## Task objective
Write the data out again exactly, with no pictures.

## Available records
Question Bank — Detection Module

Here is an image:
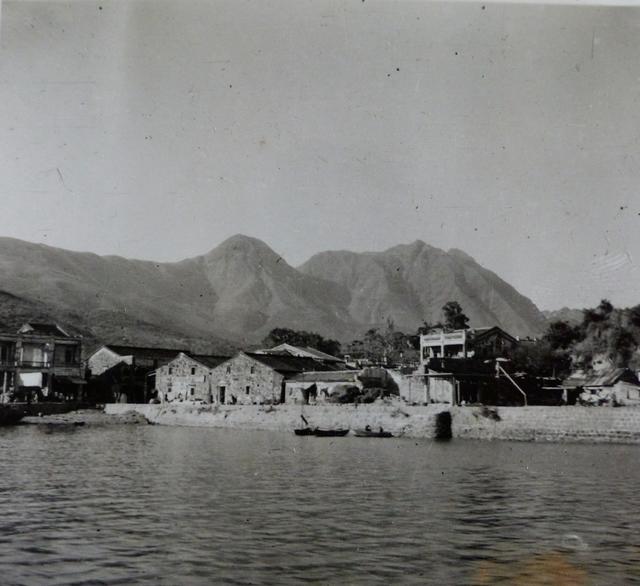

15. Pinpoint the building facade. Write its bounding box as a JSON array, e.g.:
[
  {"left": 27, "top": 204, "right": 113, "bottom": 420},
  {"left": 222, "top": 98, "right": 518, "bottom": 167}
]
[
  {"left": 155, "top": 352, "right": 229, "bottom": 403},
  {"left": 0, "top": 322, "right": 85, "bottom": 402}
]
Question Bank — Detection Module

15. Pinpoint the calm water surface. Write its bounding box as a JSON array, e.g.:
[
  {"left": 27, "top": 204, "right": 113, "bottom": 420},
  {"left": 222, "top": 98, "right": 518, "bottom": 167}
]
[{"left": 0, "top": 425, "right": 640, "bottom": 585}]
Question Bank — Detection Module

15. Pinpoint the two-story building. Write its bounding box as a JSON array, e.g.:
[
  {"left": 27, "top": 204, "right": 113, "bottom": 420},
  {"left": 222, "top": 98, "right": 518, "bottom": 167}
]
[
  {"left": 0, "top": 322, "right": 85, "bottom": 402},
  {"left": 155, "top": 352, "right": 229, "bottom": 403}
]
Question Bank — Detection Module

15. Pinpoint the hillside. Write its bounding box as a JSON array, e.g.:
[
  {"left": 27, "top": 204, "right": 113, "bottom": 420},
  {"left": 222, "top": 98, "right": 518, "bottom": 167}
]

## The result
Question Bank — Detection Module

Here is an image:

15. Pinpoint the building facade. Write its bounding box as a JSON array, e.g.:
[
  {"left": 27, "top": 204, "right": 113, "bottom": 420},
  {"left": 222, "top": 98, "right": 518, "bottom": 167}
]
[
  {"left": 155, "top": 352, "right": 229, "bottom": 403},
  {"left": 0, "top": 322, "right": 85, "bottom": 402}
]
Question Bank — Detection Module

15. Pinpoint the calm water surface. Write its bounding box as a JSON array, e.g.:
[
  {"left": 27, "top": 204, "right": 113, "bottom": 420},
  {"left": 222, "top": 98, "right": 518, "bottom": 167}
]
[{"left": 0, "top": 425, "right": 640, "bottom": 585}]
Question Bank — Detection Module

15. Pinpoint the two-story building. Write its bounding box as a JSON array, e.g.:
[
  {"left": 27, "top": 204, "right": 113, "bottom": 420},
  {"left": 222, "top": 98, "right": 518, "bottom": 167}
]
[
  {"left": 0, "top": 322, "right": 85, "bottom": 402},
  {"left": 155, "top": 352, "right": 229, "bottom": 403}
]
Question Bank — Detection Module

15. Pinpoint the hillside. Write its bounding box as a JSON array, e.g.:
[
  {"left": 27, "top": 204, "right": 113, "bottom": 420},
  {"left": 222, "top": 98, "right": 518, "bottom": 167}
]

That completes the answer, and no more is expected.